→ **YOUR OBJECTIVE**:
Copy every line of the records below that contains the word "image", matching case exactly.
==============================
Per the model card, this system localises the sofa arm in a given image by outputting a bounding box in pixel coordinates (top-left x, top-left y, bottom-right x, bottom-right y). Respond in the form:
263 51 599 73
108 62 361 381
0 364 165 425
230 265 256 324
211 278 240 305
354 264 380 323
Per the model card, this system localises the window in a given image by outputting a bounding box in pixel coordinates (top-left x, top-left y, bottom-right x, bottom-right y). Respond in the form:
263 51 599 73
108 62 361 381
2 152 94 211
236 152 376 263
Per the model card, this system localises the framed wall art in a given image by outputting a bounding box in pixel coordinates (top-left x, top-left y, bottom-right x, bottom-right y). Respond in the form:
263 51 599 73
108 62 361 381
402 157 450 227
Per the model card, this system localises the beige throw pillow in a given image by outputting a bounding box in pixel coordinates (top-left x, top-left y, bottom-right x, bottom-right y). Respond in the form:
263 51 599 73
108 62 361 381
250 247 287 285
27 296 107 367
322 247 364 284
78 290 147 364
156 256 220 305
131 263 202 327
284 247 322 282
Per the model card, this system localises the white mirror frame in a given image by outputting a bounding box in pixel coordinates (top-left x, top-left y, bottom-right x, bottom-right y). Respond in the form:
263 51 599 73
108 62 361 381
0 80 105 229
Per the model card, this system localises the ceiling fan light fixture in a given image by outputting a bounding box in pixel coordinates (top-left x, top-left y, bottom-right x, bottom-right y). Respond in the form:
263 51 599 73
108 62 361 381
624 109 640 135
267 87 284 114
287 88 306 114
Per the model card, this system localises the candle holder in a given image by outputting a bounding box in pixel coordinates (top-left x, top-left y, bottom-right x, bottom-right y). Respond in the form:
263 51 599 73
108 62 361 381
==============================
→ **RESPONSE TO THIS TASK**:
Per the model card, this system localises the sofa arm in a given image by outputting a bounding box in pixel coordinates (top-left x, top-left y, bottom-right x, bottom-right y). Respond in the form:
Per the model card, this system localises the window in a given image by outputting a bounding box in pixel coordinates (top-left x, top-left y, bottom-right x, bottom-right y). Respond in the form:
Per the model card, this system localises the framed wall art in a given image by outputting a bounding box in pixel coordinates (top-left x, top-left y, bottom-right x, bottom-right y). Respond in the form:
Per the model card, this system localises the beige throw pillow in a given image by outputting a bounding box in pixel coordinates (top-left x, top-left y, bottom-right x, bottom-right y). Respond in the form:
Per the model card, this system localises the white mirror frame in a given image by outputting a bounding box in pixel coordinates (top-left x, top-left y, bottom-right x, bottom-right y). Respond in the form:
Per the model card, this system localises the ceiling fan light fixture in a given image by outputting a bounding box in pixel coordinates (top-left x, top-left y, bottom-right x, bottom-right y). Respond in the form:
Per the model card, this system localises the candle holder in a given image by outputting a bounding box in pixel coordinates (top-left x, top-left y, bottom-right x, bottom-right y). Respond in the form:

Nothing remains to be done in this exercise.